*** Opening of Text shown ***
Politics is best understood as a game of chess: every pawn, rook and knight has its purpose, every move depends on the previous one. No major law or political event is in isolation; each one has a long history in a philosophy or a series of events and proponents on either side. Without an honest appreciation of this background, the ground-realities and a found understanding of the public narrative many efforts to reform can inadvertently spiral into chaos.
The current attempts to reform or repeal the blasphemy law are such moves. No matter how draconian the law may be it can not be changed so easily and so quickly, as the well-intentioned but rather naive move of proposing an amendment wrongly suggests. This proposed amendment and the legitimate outburst by Human Rights Groups in Pakistan has triggered preemptive action across the country : A cleric has offered a cash reward for murdering the accused; protests against inflation and for the return of missing people have turned into pro-blasphemy law rallies; judges have barred the government from amending the law; lawyers have passed resolutions to pressurize government to not consider this amendment, and the urdu media has its own take on the issue. Will the amendment even pass when not one directly elected MNA has voiced their support for the amendment?
Pakistan has many serious issues facing the common man ranging from unemployment, inflation and security problems but the largest public shows of outrage have predominantly been on issues involving religion. When a newspaper in a country far far away published cartoons mocking Islam and the Prophet (Pbuh) hundreds of thousands of people took to the streets. Majority of the protestors had not seen the cartoons themselves but the very thought that someone dare insulted the Prophet (Pbuh) led to nationwide chaos. 70,000 people took to the streets in Peshawar alone. This is only one city on one particular day.
*** Close of Text shown ***
* [Using the information]
**a)** Using the text on Pakistan's blasphemy law, decide whether each statement agrees with it: (i) a cleric has offered a cash reward for murdering the accused; (ii) most of the people who protested against the cartoons had seen them; (iii) 70,000 people took to the streets in Lahore alone. For each, answer yes or no and quote the words of the text that decide it.
**b)** Pick up the text on Pakistan's blasphemy law after its final sentence and continue it.
*** Opening of Data extracts ***
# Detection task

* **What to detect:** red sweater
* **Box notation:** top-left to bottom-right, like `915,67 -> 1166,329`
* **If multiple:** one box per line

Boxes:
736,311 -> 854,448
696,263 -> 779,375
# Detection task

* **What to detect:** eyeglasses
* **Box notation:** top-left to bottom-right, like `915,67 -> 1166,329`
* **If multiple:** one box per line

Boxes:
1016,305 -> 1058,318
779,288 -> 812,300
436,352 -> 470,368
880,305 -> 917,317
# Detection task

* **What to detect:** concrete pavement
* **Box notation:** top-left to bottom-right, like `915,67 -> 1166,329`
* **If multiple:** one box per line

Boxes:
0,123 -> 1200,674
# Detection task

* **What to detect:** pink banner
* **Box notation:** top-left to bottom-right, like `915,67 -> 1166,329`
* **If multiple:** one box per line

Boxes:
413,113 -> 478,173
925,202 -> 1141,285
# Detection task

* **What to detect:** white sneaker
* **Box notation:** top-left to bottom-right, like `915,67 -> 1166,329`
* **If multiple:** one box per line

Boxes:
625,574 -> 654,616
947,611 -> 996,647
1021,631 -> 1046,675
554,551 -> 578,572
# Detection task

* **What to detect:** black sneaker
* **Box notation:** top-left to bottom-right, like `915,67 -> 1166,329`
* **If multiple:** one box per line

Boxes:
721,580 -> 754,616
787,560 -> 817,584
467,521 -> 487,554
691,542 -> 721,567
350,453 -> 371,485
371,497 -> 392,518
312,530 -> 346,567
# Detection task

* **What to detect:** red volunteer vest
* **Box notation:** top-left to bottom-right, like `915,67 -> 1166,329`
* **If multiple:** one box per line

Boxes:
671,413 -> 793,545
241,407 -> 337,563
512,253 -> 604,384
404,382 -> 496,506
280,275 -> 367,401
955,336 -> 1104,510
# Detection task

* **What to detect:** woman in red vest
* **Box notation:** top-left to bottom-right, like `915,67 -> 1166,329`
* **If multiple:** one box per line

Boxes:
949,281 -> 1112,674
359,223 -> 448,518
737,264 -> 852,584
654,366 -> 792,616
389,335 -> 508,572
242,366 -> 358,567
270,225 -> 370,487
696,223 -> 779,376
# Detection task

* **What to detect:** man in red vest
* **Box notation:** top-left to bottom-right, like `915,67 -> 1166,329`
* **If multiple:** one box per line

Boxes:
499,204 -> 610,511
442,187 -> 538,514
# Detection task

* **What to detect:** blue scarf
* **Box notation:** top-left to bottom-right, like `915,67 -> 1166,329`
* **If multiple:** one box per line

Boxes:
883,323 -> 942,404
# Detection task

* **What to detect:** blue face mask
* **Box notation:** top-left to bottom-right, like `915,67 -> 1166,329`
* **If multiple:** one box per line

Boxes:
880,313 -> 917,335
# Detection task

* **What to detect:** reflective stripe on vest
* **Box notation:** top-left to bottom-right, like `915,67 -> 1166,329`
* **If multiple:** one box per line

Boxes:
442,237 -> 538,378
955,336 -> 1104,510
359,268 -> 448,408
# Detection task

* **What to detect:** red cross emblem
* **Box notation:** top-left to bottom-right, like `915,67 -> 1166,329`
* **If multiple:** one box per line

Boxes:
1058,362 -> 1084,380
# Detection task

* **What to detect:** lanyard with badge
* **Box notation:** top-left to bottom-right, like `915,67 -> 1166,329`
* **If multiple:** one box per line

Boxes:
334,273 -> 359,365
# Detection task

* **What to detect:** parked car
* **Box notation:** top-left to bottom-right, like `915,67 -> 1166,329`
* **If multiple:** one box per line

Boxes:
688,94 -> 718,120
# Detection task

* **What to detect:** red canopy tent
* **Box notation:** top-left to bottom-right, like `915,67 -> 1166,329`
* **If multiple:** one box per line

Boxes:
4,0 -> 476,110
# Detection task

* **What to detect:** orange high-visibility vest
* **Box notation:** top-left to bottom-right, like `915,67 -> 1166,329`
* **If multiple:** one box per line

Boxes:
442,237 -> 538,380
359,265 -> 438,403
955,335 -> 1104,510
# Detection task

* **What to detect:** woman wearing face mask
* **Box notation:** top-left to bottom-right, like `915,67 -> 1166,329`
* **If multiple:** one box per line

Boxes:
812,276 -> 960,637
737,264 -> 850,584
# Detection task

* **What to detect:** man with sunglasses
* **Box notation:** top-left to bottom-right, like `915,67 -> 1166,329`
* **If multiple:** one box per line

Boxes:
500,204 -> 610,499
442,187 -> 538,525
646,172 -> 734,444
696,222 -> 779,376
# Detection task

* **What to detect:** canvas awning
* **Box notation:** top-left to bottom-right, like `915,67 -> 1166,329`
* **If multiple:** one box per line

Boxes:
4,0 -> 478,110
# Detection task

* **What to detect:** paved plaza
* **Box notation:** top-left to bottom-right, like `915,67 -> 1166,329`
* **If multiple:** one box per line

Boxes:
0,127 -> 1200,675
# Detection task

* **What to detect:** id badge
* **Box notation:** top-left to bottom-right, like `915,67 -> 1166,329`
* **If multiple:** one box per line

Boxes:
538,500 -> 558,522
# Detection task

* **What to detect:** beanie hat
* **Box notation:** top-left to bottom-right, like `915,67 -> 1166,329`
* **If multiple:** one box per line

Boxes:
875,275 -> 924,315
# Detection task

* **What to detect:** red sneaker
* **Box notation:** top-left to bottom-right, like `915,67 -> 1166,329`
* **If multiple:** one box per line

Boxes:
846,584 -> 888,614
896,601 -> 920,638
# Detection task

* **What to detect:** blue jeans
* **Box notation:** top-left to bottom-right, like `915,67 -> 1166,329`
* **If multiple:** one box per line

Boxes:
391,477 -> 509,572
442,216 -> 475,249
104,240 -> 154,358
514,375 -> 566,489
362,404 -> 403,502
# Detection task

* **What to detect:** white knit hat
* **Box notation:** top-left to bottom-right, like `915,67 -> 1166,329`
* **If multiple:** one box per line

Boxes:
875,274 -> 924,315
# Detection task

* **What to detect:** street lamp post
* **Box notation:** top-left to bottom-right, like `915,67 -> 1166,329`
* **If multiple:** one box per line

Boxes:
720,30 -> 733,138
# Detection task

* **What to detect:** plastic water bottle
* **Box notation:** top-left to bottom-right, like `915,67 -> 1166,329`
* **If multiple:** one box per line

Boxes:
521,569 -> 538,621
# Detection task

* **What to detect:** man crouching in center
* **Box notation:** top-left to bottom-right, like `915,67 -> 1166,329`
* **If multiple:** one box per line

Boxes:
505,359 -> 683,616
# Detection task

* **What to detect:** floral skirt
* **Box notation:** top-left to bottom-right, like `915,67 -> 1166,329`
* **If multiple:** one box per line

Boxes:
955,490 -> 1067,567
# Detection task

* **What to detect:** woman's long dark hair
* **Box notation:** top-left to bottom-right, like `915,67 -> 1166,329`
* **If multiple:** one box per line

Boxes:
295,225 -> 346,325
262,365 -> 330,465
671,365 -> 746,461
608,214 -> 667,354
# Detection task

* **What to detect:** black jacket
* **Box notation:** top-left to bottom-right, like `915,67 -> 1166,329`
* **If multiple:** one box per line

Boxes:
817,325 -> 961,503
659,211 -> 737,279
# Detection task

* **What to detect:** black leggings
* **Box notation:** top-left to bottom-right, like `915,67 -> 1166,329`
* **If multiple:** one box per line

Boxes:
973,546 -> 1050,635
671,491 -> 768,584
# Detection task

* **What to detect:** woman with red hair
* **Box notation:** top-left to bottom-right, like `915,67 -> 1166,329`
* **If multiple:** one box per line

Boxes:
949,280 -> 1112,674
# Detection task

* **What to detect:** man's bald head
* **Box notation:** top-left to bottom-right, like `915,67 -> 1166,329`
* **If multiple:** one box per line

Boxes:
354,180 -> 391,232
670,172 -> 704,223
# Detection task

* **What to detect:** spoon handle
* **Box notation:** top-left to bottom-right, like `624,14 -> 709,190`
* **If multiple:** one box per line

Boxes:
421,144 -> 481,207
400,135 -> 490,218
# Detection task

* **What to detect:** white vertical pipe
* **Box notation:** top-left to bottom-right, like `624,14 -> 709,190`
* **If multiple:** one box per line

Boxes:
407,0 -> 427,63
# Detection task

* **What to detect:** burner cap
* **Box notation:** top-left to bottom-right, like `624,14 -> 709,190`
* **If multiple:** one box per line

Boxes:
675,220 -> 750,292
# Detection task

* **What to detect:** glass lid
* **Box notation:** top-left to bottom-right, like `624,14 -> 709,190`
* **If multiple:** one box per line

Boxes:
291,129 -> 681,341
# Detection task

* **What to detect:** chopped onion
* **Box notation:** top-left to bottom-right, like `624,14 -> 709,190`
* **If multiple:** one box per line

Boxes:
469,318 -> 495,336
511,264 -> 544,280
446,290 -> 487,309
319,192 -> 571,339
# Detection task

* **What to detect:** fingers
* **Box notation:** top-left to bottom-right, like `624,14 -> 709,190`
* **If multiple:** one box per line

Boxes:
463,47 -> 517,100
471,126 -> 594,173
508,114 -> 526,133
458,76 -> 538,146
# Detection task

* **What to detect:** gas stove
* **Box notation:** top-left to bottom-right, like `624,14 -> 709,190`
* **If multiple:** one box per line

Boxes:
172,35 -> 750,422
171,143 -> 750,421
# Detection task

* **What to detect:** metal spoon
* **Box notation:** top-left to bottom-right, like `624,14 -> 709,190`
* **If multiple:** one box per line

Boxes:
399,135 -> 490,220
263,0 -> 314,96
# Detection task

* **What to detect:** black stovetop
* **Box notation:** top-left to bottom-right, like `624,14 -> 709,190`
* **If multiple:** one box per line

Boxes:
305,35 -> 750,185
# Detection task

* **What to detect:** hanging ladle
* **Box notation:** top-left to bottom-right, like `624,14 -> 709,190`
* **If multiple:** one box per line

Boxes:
*** Close of Data extracts ***
*** Opening of Data extracts ***
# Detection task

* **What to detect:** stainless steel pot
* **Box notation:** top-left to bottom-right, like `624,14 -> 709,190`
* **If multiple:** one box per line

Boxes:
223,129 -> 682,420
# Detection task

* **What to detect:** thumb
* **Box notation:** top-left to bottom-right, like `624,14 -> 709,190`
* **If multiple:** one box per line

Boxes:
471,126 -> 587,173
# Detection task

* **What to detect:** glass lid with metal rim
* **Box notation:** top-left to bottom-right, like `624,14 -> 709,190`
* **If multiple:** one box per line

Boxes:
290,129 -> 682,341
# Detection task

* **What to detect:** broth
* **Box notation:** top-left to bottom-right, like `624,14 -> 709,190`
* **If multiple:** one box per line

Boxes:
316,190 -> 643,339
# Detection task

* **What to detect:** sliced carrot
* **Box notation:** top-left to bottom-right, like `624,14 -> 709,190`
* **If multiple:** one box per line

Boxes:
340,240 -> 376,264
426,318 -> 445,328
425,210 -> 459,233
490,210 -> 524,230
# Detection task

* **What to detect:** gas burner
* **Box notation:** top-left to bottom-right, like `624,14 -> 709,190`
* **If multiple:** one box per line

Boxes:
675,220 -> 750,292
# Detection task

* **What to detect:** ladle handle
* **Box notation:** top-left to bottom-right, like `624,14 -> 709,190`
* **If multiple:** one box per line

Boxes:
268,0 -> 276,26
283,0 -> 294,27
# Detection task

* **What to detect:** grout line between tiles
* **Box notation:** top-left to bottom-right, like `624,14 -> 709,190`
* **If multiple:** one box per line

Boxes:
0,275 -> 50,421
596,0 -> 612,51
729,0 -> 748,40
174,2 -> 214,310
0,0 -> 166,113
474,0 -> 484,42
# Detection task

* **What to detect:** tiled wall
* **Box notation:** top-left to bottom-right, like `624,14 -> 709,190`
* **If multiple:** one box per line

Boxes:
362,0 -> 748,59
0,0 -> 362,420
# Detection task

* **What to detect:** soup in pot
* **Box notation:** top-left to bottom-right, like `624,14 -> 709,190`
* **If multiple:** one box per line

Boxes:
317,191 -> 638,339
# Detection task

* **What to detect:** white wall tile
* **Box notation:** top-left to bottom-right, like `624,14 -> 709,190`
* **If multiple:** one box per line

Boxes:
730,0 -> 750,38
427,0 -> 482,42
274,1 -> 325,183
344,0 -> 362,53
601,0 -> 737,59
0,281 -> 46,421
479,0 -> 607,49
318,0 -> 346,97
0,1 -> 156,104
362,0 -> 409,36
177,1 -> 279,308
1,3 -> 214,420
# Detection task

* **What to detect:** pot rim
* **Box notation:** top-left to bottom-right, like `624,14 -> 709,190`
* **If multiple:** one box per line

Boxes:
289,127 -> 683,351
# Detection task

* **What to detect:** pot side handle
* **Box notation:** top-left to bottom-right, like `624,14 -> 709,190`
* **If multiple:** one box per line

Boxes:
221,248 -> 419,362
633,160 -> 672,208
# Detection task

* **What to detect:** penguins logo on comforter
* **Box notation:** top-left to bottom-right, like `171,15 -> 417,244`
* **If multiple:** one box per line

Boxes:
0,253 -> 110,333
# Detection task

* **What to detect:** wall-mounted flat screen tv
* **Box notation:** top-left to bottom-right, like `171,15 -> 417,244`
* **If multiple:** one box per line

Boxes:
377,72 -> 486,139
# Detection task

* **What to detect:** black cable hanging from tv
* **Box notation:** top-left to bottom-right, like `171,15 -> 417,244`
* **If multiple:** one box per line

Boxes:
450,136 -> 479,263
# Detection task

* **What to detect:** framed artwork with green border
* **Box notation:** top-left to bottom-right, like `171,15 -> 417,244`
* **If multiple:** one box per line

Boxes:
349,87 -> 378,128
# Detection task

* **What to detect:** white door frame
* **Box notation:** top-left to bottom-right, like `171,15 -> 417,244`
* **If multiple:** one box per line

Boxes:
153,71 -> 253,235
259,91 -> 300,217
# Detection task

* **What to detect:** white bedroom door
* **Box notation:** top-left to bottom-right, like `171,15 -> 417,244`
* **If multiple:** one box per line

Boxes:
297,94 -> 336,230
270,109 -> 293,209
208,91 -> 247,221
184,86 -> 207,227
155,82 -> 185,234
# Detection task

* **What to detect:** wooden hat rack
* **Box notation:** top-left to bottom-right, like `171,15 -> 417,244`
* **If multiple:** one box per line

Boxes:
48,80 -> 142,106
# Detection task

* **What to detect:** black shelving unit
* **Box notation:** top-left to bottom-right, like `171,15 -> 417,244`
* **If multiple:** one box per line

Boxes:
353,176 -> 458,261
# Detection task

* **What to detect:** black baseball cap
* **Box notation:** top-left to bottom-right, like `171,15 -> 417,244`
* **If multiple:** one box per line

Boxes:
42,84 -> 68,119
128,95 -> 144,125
*** Close of Data extracts ***
* [Answers to each task]
**a)**
(i) Yes: "A cleric has offered a cash reward for murdering the accused"
(ii) No: "Majority of the protestors had not seen the cartoons themselves"
(iii) No: "70,000 people took to the streets in Peshawar alone."

**b)**
The blasphemy law is the end product of similar protests that started as soon as Pakistan gained its independence. The trigger for these protests was the notion that a group dared to claim to be Muslims while denying the finality of the Prophet (Pbuh). Two decades of off-and-on riots and protests eventually inspired arguably the most liberal politician to come to power in Pakistan’s history, Zulfikar Ali Bhutto, to sanction the 2nd Amendment to the Constitution of Pakistan which declared Ahmedis non-Muslims. Zia went a step ahead and sanctioned punishments to Ahmedis who preached or declared themselves Muslim as part of the blasphemy law package. Other factors notwithstanding, it were the anti-Ahmediya riots of 1953 that became a major component in the dismissal of PM Khawaja Nazimuddin and his entire cabinet. Such is the seriousness of the issue for everyday Pakistanis and the street power of these groups. A recent poll conducted by PEW found out that only 16 % of Pakistanis opposed capital punishment for apostasy, only 11 % opposed segregation at work places and stoning to death for adultery and 13 % opposed amputation for theft. Such statistics as well as the past suggest that human rights groups are very misled in believing that they can either match the street power of these groups or have public sympathy for their cause.
Amending the law is in effect trying for a symptomatic treatment of a deep-rooted cancer. Unless the underlying factors which prompt up such a law, grant its abuse and propagate its support are addressed cases like Aasia Bibi’s will come about. The correct approach for the liberal elites is to first understand the realm of possibilities in Pakistan and realize that a repeal of the law is not currently in it. Instead, efforts should focus on strengthening the capacity of the state, improving rule of law in the country and promoting tolerance for others in the society, ideals which do have public support. A strong state will punish those who wrongly accuse, jail clerics for inciting people to violence and the benefits will not be restricted to just the victims of the blasphemy law.
However these reforms must be taken up independently and as an end in their selves. The minute such effort became part of a blasphemy law reform package and the likes of Mehr Bukhari get the chance to stir our ‘ghairat’ they are doomed for failure. Only then, and maybe after decades of promoting tolerance, can the preconditions for a rational debate on blasphemy law be achieved.